Reproduce every line of the entries that follow, word for word and without any changes.

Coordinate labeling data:
========================================

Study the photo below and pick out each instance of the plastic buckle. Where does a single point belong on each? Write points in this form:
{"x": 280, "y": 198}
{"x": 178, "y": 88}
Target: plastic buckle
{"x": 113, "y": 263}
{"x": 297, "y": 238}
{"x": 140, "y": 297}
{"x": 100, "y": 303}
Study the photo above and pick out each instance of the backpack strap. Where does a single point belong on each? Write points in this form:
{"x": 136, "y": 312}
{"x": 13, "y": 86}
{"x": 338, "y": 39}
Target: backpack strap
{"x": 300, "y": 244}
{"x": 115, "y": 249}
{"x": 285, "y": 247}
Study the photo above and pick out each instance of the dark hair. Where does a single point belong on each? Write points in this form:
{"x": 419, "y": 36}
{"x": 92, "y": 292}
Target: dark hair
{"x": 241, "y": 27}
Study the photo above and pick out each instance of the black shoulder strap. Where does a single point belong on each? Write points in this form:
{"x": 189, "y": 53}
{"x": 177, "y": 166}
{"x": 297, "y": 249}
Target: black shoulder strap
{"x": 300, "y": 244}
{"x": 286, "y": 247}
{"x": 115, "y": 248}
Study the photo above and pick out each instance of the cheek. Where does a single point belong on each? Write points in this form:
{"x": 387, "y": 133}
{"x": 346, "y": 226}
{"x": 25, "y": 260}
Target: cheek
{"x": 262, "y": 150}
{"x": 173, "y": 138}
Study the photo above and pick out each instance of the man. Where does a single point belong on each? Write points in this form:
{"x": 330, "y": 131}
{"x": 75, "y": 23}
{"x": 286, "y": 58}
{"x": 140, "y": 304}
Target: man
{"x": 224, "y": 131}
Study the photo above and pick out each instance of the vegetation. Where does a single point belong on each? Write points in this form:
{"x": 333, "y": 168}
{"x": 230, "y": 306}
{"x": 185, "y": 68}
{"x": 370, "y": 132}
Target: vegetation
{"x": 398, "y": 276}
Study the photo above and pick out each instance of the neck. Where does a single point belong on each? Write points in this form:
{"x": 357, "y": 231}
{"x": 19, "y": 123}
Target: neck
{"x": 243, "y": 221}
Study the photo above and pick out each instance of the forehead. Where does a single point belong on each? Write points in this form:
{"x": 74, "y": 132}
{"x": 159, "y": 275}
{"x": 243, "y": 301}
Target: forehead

========================================

# [Exercise answer]
Study the photo below and pick out each instance of the plastic buckle. Where does a single point belong on each? Write points in this form:
{"x": 280, "y": 198}
{"x": 178, "y": 88}
Target: plastic buckle
{"x": 113, "y": 263}
{"x": 297, "y": 238}
{"x": 140, "y": 297}
{"x": 100, "y": 303}
Study the photo above and pick out each instance of the backpack strap. Where does a single point belong on each? Write points in this form:
{"x": 136, "y": 312}
{"x": 13, "y": 86}
{"x": 338, "y": 39}
Target: backpack strap
{"x": 300, "y": 244}
{"x": 115, "y": 249}
{"x": 285, "y": 247}
Study the photo above and pick out each instance of the dark hair. Where does a single point belong on each? Write points in this form:
{"x": 419, "y": 36}
{"x": 92, "y": 292}
Target: dark hair
{"x": 241, "y": 27}
Study the photo above and pick out each instance of the black shoulder strap. Where does a single point belong on each? Write points in this form:
{"x": 189, "y": 53}
{"x": 177, "y": 166}
{"x": 297, "y": 249}
Target: black shoulder strap
{"x": 300, "y": 244}
{"x": 286, "y": 247}
{"x": 115, "y": 248}
Study the photo above and pick out each instance of the cheek. Where does a single point belong on each? Write points in this form:
{"x": 387, "y": 133}
{"x": 346, "y": 226}
{"x": 25, "y": 260}
Target: cheek
{"x": 262, "y": 150}
{"x": 173, "y": 138}
Study the photo above and pick out each instance of the man. Where does a single point belong on each? Write points in this form:
{"x": 330, "y": 131}
{"x": 75, "y": 23}
{"x": 286, "y": 58}
{"x": 140, "y": 304}
Target: man
{"x": 224, "y": 131}
Study the photo above and pick out each instance of the vegetation. Where does a single point belong on each? Write points in this form:
{"x": 333, "y": 168}
{"x": 230, "y": 306}
{"x": 185, "y": 68}
{"x": 370, "y": 132}
Target: vegetation
{"x": 398, "y": 276}
Study the photo above and pick out each instance of the neck. Where does a single point belong on each? Write points in this form:
{"x": 357, "y": 231}
{"x": 19, "y": 123}
Target: neck
{"x": 243, "y": 221}
Study the photo above and pick out each instance of the forehead. Where does a single point belong on each? Write points in this form:
{"x": 74, "y": 132}
{"x": 159, "y": 275}
{"x": 243, "y": 301}
Target: forehead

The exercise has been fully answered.